::: Given passage :::

# KBC deeded week purchase strategy - advice/info needed



## feckman (Feb 19, 2019)

Hi all,

In the past, my wife and I were deeded week owners at the DRI Ka'anapali Beach Club in Maui.  Since we live in Upstate, NY, getting there every year proved difficult so we sold our two one-bedroom floating Deluxe Ocean View units.

That said, we are back again this week and feeling like ownership might be right for us again *IF* we can purchase a fixed unit and/or fixed week.  Of the seven times we've been to the KBC (four as owners), this is the first time our "Deluxe Ocean View" has actually been on the front of the building, and that took a lot of work and a mid-stay move.  That said, it's pretty great.  The only way we would purchase again is if we can purchase a deeded week for a fixed unit on the front of the building (units x08 - x12).

Does anyone know if these units are available on the resale market?  Everything on redweek.com seems to be for floating weeks/units and we're not interested in that.  Ideally, we'd buy a fixed unit/floating week, but I'm guessing that kind of thing isn't available.

If so, does anyone have suggestions for Maui/KBC specific realtors who might be able to keep an eye out for such a unicorn?

Thanks for any info we can get!

--Jim.


----------



## geist1223 (Feb 19, 2019)

I do not know the room numbers but there are 2 1 bedroom Units at KBC "Ocean View" for sale on the TUG Market Place. One is EOYO and one is EOYE.


----------



## feckman (Feb 19, 2019)

geist1223 said:


> I do not know the room numbers but there are 2 1 bedroom Units at KBC "Ocean View" for sale on the TUG Market Place. One is EOYO and one is EOYE.



Yeah, those (as well as everything currently available on Redweek) all seem to be floating weeks and units.  I'm just wondering if fixed-unit deeded weeks are *ever* available, or if they somehow become floating weeks through the resale process or something.  We can wait indefinitely for the right unit to come available, but I'd prefer to know now if it's not possible and we're wasting our time looking.

We're open to suggestions on knowledgeable and reputable Maui realtors, too.

Thanks again.

::: Entries :::

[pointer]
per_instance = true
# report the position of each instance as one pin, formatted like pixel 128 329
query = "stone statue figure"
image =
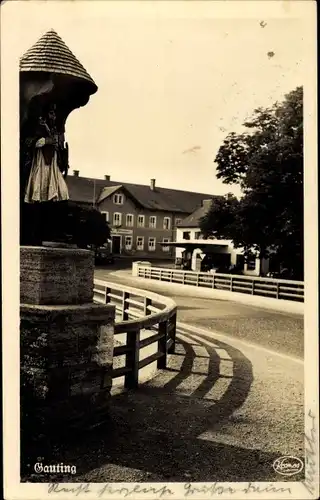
pixel 52 84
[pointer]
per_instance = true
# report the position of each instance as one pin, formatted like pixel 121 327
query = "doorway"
pixel 116 245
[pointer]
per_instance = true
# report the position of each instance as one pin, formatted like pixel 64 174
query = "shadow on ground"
pixel 153 433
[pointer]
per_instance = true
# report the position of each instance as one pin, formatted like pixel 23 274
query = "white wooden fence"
pixel 254 285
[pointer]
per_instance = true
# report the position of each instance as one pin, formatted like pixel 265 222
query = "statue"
pixel 52 84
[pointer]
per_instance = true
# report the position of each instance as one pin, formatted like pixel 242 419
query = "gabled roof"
pixel 89 190
pixel 51 54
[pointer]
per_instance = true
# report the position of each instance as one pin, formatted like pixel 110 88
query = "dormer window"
pixel 118 199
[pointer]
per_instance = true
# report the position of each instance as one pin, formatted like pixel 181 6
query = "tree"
pixel 266 161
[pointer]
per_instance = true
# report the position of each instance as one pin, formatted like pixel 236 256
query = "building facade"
pixel 142 219
pixel 218 254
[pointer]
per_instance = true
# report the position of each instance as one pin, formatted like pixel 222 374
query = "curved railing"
pixel 145 318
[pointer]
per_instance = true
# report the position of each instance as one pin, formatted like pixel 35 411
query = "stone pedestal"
pixel 66 343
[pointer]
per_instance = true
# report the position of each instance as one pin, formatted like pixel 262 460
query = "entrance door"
pixel 116 245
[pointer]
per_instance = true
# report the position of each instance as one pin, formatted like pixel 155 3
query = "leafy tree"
pixel 266 161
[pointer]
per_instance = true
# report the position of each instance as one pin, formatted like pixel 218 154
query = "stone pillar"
pixel 66 342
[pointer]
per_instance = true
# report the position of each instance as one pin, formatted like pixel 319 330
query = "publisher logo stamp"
pixel 288 466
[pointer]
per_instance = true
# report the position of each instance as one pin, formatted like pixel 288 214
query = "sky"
pixel 172 81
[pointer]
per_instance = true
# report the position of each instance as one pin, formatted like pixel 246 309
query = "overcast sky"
pixel 172 82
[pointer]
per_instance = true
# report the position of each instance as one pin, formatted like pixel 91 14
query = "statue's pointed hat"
pixel 50 54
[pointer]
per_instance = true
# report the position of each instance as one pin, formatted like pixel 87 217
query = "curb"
pixel 280 305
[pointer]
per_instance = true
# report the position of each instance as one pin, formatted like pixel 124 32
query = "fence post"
pixel 162 345
pixel 131 379
pixel 108 290
pixel 147 303
pixel 125 296
pixel 173 331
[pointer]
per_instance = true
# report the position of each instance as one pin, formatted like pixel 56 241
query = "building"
pixel 198 253
pixel 142 218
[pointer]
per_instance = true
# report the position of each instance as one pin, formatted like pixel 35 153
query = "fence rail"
pixel 139 311
pixel 253 285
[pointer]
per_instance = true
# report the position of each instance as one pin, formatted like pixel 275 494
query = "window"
pixel 152 221
pixel 129 220
pixel 140 243
pixel 166 223
pixel 106 215
pixel 128 243
pixel 118 199
pixel 152 244
pixel 165 249
pixel 117 217
pixel 186 235
pixel 140 220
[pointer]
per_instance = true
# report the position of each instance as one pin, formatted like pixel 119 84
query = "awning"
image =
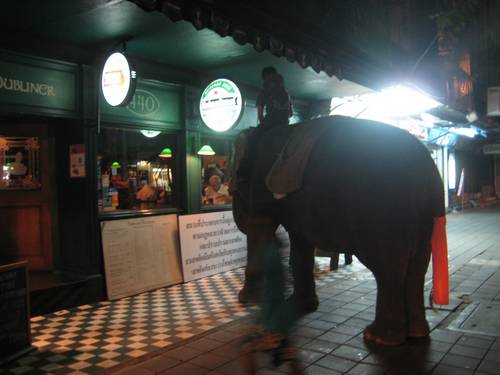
pixel 246 23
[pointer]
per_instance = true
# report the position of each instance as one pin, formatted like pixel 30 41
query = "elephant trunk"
pixel 440 291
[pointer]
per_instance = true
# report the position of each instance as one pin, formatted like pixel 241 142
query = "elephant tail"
pixel 440 290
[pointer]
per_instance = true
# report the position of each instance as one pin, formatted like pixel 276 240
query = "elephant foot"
pixel 386 337
pixel 419 330
pixel 303 305
pixel 248 295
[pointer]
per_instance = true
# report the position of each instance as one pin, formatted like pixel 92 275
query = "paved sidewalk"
pixel 464 338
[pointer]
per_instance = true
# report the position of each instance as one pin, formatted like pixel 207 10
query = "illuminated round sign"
pixel 118 80
pixel 221 105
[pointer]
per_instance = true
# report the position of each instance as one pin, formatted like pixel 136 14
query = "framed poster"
pixel 19 163
pixel 77 161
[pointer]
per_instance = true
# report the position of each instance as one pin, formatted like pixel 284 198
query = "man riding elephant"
pixel 343 183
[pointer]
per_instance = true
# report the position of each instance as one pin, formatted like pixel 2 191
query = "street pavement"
pixel 464 338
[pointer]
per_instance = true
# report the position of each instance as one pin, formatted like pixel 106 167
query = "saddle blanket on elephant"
pixel 285 176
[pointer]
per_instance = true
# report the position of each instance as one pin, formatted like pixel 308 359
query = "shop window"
pixel 136 170
pixel 214 173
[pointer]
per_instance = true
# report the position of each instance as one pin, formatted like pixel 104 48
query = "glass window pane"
pixel 133 172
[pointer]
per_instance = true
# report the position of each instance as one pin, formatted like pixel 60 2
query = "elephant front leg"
pixel 260 231
pixel 390 324
pixel 302 262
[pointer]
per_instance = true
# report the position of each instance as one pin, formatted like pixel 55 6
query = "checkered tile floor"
pixel 93 338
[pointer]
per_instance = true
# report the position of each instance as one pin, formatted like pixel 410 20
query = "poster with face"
pixel 19 163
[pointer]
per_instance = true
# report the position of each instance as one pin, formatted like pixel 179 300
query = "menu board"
pixel 15 331
pixel 140 254
pixel 210 243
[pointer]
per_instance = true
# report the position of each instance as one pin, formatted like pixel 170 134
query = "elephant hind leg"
pixel 304 296
pixel 415 281
pixel 390 324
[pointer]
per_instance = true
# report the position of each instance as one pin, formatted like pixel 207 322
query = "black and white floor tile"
pixel 92 338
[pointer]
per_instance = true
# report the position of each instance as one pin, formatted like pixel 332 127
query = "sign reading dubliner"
pixel 118 80
pixel 221 105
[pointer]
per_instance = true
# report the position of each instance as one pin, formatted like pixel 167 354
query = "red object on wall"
pixel 440 291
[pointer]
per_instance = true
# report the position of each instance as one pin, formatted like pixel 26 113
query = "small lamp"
pixel 206 150
pixel 165 153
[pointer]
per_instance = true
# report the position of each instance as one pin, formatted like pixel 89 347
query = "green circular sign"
pixel 221 105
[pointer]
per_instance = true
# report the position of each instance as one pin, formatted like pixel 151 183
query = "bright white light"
pixel 428 120
pixel 452 175
pixel 467 132
pixel 386 106
pixel 150 133
pixel 399 101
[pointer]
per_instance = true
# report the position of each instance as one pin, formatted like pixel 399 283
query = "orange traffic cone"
pixel 440 292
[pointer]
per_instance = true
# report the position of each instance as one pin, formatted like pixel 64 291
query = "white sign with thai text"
pixel 140 254
pixel 210 243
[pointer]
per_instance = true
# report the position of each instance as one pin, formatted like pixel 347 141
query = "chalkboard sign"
pixel 15 330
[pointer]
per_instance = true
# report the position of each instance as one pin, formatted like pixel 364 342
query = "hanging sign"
pixel 118 80
pixel 221 105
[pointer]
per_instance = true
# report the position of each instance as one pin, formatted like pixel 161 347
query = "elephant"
pixel 367 188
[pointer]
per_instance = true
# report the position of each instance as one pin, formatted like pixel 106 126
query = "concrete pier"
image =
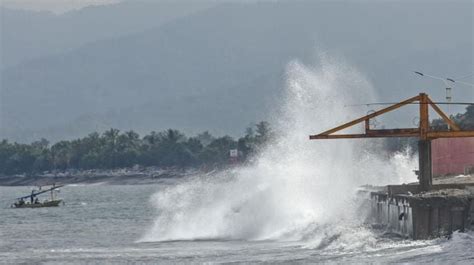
pixel 406 211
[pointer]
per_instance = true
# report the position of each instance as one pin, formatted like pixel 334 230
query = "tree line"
pixel 115 149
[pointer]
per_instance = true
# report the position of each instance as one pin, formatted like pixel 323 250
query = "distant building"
pixel 452 156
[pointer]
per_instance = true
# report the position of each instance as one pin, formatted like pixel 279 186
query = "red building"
pixel 452 156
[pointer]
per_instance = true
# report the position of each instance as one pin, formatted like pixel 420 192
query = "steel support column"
pixel 425 175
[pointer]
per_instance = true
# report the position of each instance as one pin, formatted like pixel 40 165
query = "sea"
pixel 293 201
pixel 113 224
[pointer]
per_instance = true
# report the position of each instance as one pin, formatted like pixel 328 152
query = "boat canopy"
pixel 40 192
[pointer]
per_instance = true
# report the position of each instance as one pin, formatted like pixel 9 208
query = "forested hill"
pixel 171 148
pixel 216 68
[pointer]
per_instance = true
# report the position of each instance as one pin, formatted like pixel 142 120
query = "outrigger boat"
pixel 32 201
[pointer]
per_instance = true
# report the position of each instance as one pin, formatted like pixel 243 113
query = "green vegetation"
pixel 114 149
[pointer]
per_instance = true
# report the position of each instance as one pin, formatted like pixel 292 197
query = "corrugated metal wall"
pixel 452 156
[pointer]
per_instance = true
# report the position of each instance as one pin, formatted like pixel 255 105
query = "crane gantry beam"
pixel 423 132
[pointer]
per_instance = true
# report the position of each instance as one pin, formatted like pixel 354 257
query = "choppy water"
pixel 294 203
pixel 105 224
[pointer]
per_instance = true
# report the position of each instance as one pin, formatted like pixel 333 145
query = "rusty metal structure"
pixel 423 132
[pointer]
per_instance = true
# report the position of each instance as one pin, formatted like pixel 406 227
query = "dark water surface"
pixel 104 224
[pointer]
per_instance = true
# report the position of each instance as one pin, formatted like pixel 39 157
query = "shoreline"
pixel 141 176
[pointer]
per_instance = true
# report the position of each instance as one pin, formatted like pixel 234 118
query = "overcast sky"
pixel 56 6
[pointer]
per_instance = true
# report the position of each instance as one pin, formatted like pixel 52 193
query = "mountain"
pixel 29 34
pixel 223 67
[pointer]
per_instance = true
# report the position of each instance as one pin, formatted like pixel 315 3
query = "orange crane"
pixel 423 132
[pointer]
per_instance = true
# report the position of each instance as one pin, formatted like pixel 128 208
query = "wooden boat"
pixel 37 205
pixel 34 201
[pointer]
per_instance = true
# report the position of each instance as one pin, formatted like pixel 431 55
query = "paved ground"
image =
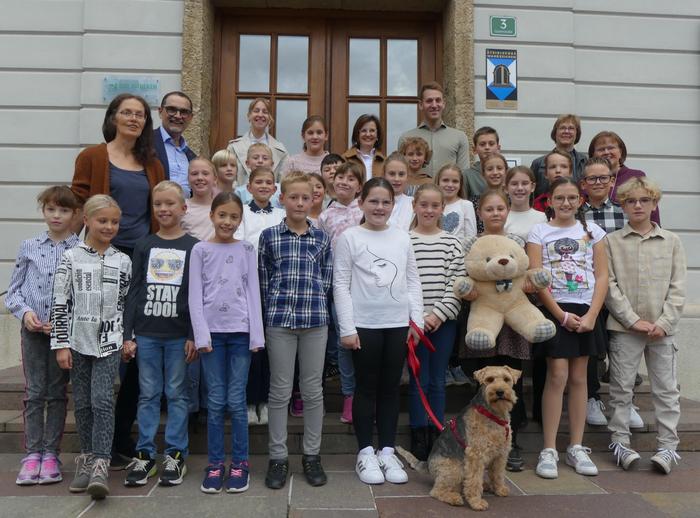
pixel 640 494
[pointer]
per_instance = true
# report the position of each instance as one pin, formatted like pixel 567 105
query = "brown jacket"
pixel 353 155
pixel 91 175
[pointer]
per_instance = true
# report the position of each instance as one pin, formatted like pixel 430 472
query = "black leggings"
pixel 378 365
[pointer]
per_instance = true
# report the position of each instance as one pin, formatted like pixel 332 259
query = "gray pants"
pixel 93 394
pixel 45 388
pixel 282 348
pixel 625 355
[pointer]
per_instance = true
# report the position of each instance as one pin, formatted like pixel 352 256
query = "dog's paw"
pixel 478 504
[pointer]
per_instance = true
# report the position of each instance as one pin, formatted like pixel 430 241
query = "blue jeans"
pixel 432 375
pixel 226 373
pixel 162 368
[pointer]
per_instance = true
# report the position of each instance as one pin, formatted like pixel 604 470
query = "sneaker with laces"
pixel 29 473
pixel 174 470
pixel 664 459
pixel 98 488
pixel 296 406
pixel 392 468
pixel 346 416
pixel 238 477
pixel 594 413
pixel 367 468
pixel 547 463
pixel 213 479
pixel 50 469
pixel 636 420
pixel 577 457
pixel 83 469
pixel 624 456
pixel 140 469
pixel 276 476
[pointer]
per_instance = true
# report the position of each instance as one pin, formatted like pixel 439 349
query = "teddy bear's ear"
pixel 469 243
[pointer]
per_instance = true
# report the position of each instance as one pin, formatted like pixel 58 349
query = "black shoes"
pixel 313 470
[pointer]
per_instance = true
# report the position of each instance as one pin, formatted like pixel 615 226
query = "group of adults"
pixel 135 157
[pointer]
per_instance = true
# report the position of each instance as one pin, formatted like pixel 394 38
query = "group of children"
pixel 262 286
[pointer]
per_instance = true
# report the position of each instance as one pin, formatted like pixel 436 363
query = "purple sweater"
pixel 624 174
pixel 224 292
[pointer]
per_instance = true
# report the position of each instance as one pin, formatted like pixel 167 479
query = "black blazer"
pixel 162 155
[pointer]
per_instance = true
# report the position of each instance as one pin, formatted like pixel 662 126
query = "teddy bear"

:::

## Required task A
Answer from the Ka'anapali Beach Club forum thread:
(i) Where do the original poster and his wife live?
(ii) Which unit numbers does the original poster identify as being on the front of the building?
(iii) How are the two one-bedroom "Ocean View" units for sale on the TUG Market Place described?
## Required task B
Translate this sentence from the Ka'anapali Beach Club forum thread into Spanish: "We can wait indefinitely for the right unit to come available, but I'd prefer to know now if it's not possible and we're wasting our time looking."
## Required task C
Carry the Ka'anapali Beach Club forum thread forward with the next reply, starting after its final line.

## Written answer A
(i) Upstate, NY.
(ii) Units x08 - x12.
(iii) One is EOYO and one is EOYE.

## Written answer B
Podemos esperar indefinidamente a que salga a la venta la unidad adecuada, pero preferiría saber ahora si no es posible y estamos perdiendo el tiempo buscando.

## Written answer C
----------



## artringwald (Feb 21, 2019)

They are available, but they're rare. They only sold them early in the program. You can check with Timeshare Resales Hawaii, in Whaler's Village. Ask for Wally, if he hasn't retired yet.

http://timeshareresaleshawaii.com


----------



## artringwald (Feb 21, 2019)

I just checked their web site, and they do have several fixed week/fixed unit deeds for sale.

http://timeshareresaleshawaii.com/#/listings?resortCode=EKB


----------



## feckman (Feb 25, 2019)

artringwald said:


> They are available, but they're rare. They only sold them early in the program. You can check with Timeshare Resales Hawaii, in Whaler's Village. Ask for Wally, if he hasn't retired yet.
> 
> http://timeshareresaleshawaii.com



Excellent, thanks for the info -- I have reached out to them via their online form.  Fingers crossed!


----------



## R.J.C. (Mar 12, 2019)

feckman said:


> Excellent, thanks for the info -- I have reached out to them via their online form.  Fingers crossed!


Just remember, Deluxe Ocean View are the front of the building units. Ocean View are the units along the side of the building.


----------



## cali-gal (Mar 29, 2019)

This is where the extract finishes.